#### [OPDRACHT]
Neem het fragment over partneralimentatie hieronder volledig en woord voor woord over.

─── AANGELEVERD FRAGMENT

De man stelt dat hij geen draagkracht heeft enige partneralimentatie te betalen. Hij heeft per 1 augustus 2011 de activiteiten binnen zijn onderneming [bedrijfsnaam] gestaakt en medio september 2013 is het bedrijfspand verkocht. Thans voorziet hij in zijn levensonderhoud door in te teren op het vermogen uit [bedrijfsnaam] Een eventuele partneralimentatie zou moeten worden voldaan uit deze maandelijkse onttrekkingen. Volgens de man zal de vrouw dan ook moeten kiezen tussen ofwel partneralimentatie ofwel verdeling van de waarde van de aandelen van [bedrijfsnaam] Zij kan niet én al genieten over de onttrekkingen én de helft van de waarde van de aandelen per 1 mei 2014 ontvangen, nu als gevolg van de maandelijkse onttrekkingen, waaruit partneralimentatie zou kunnen worden voldaan de waarde van de onderneming maandelijks daalt, aldus de man. Verder heeft de man nog aangevoerd dat hij dagelijks bezig is met het vinden van een baan, maar dat dat, mede gelet op zijn leeftijd, lastig is.

──────
─── GEGEVENSSET

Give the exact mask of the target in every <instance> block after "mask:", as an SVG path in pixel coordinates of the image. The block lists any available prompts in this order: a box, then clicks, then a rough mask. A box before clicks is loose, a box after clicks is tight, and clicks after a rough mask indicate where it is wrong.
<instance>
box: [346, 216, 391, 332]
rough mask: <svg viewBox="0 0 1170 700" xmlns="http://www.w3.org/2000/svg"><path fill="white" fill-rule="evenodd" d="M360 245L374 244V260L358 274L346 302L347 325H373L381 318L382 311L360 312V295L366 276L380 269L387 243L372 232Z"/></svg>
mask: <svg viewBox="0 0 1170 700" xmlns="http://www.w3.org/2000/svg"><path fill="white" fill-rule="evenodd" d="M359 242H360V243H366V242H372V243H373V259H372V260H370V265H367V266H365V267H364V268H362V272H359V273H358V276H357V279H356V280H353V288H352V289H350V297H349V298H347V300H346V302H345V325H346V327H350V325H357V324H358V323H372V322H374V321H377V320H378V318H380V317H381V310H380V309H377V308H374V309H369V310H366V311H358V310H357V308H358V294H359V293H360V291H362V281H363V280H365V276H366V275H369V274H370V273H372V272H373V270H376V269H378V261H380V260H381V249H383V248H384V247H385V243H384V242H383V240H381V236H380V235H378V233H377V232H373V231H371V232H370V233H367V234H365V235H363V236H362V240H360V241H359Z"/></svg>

──────

#### [JOUW OPLOSSING]
De man stelt dat hij geen draagkracht heeft enige partneralimentatie te betalen. Hij heeft per 1 augustus 2011 de activiteiten binnen zijn onderneming [bedrijfsnaam] gestaakt en medio september 2013 is het bedrijfspand verkocht. Thans voorziet hij in zijn levensonderhoud door in te teren op het vermogen uit [bedrijfsnaam] Een eventuele partneralimentatie zou moeten worden voldaan uit deze maandelijkse onttrekkingen. Volgens de man zal de vrouw dan ook moeten kiezen tussen ofwel partneralimentatie ofwel verdeling van de waarde van de aandelen van [bedrijfsnaam] Zij kan niet én al genieten over de onttrekkingen én de helft van de waarde van de aandelen per 1 mei 2014 ontvangen, nu als gevolg van de maandelijkse onttrekkingen, waaruit partneralimentatie zou kunnen worden voldaan de waarde van de onderneming maandelijks daalt, aldus de man. Verder heeft de man nog aangevoerd dat hij dagelijks bezig is met het vinden van een baan, maar dat dat, mede gelet op zijn leeftijd, lastig is.